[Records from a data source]
..........

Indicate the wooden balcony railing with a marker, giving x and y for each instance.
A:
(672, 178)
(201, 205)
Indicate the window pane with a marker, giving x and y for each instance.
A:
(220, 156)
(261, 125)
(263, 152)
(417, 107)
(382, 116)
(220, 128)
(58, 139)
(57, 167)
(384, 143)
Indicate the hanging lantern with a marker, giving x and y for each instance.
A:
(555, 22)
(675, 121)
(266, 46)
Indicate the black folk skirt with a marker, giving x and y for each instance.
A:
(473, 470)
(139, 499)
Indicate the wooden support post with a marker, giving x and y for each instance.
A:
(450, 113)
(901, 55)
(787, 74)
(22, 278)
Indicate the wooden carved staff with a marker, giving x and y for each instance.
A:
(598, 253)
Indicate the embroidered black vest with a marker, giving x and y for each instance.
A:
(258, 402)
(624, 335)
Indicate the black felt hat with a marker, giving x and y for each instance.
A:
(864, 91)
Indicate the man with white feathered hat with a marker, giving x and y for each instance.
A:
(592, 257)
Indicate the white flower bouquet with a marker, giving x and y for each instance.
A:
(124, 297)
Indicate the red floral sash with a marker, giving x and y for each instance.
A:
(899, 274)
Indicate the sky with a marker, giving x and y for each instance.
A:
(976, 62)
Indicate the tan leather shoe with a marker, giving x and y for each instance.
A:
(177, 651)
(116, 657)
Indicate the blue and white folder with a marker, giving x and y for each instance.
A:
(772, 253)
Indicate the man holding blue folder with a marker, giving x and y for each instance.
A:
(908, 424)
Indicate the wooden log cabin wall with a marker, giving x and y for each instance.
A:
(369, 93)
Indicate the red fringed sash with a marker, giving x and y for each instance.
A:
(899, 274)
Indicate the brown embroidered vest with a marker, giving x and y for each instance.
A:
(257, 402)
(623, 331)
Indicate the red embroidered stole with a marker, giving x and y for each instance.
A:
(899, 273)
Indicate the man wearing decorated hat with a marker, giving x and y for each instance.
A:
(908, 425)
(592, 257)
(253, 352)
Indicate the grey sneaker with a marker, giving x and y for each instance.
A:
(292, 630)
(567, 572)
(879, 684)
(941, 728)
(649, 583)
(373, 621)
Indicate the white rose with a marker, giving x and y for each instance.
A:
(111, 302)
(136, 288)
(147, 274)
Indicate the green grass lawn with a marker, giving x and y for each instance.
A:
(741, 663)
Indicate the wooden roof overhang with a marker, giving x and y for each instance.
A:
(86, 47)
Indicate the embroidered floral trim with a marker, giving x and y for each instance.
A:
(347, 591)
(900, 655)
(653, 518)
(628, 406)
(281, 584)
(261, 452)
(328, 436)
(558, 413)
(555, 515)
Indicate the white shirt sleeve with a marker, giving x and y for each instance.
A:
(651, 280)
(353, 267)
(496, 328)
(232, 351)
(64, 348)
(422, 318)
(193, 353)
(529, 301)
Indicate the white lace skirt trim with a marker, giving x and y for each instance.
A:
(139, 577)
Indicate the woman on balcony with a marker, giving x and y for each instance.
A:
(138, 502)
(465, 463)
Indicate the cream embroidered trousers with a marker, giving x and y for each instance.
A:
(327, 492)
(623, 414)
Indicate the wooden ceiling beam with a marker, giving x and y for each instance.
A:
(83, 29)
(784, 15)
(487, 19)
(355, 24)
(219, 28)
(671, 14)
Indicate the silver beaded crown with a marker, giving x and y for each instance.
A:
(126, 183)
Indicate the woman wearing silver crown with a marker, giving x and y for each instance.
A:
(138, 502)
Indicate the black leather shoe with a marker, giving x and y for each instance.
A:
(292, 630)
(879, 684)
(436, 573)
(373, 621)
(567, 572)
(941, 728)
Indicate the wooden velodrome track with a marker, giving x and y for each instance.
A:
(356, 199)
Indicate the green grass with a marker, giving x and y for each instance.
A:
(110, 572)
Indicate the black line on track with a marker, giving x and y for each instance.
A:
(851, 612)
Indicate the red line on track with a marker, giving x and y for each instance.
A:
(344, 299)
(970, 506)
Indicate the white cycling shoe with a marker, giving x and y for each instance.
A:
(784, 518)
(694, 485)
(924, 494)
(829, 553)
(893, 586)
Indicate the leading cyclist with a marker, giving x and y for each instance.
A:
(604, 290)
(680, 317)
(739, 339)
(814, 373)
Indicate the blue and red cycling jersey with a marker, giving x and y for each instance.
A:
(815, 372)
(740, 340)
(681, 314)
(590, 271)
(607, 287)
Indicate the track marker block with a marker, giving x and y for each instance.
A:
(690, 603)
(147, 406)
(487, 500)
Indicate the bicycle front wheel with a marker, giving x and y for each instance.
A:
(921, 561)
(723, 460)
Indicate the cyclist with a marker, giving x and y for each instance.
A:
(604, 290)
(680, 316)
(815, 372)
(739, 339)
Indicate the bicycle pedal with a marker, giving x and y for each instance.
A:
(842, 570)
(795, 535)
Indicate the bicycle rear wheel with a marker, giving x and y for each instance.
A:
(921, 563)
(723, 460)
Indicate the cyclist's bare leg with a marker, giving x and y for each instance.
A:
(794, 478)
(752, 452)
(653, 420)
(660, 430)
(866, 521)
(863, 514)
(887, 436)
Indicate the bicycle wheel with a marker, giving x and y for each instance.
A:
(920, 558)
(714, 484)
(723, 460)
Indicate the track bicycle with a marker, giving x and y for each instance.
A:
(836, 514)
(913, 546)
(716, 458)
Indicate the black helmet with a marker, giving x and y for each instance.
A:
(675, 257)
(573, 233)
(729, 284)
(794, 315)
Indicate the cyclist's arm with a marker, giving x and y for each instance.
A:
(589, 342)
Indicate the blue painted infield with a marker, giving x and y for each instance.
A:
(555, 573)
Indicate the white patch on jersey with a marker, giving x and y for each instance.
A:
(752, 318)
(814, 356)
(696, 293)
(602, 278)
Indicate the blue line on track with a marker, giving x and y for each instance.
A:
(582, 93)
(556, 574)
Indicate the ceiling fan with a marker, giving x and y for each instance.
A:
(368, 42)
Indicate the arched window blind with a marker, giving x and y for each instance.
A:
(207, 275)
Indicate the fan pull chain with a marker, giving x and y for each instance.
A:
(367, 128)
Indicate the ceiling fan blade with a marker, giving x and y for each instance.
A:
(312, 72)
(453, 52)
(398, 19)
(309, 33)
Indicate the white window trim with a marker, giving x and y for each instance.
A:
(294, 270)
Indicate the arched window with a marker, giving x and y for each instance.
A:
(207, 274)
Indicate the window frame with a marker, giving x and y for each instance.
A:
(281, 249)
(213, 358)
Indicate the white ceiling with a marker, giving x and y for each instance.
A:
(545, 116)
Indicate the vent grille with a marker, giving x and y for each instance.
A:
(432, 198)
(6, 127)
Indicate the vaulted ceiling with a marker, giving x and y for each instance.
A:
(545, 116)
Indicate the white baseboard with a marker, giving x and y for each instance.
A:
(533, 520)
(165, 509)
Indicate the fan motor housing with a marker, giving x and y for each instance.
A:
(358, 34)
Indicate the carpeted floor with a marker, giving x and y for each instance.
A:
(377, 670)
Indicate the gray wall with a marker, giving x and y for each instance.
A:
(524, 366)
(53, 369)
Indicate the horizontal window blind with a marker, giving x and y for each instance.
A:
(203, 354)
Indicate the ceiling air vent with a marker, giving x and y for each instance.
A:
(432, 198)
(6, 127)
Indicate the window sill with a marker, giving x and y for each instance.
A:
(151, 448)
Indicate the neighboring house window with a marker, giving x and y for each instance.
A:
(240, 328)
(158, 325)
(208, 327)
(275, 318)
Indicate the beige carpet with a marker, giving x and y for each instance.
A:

..........

◆ Task to complete
I need each line of the entries that holds the string "silver" located and copied.

◆ Response below
Indicate the silver beaded crown with a marker, giving x and y for each instance.
Indicate the woman wearing silver crown with a marker, giving x and y for each instance.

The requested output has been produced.